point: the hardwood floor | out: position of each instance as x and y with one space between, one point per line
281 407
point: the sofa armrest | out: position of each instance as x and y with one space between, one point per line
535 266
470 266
•••••
• _Objective_
Put every line of the records above into a JSON list of strings, one string per line, skipping any blank lines.

• _In response_
[
  "point: the hardwood floor | out: position of each instance as x and y with one space between, one point per line",
  "281 407",
  "point: the sofa armrest | out: position of each instance as x and y with one space between, one point per line",
  "535 266",
  "470 266"
]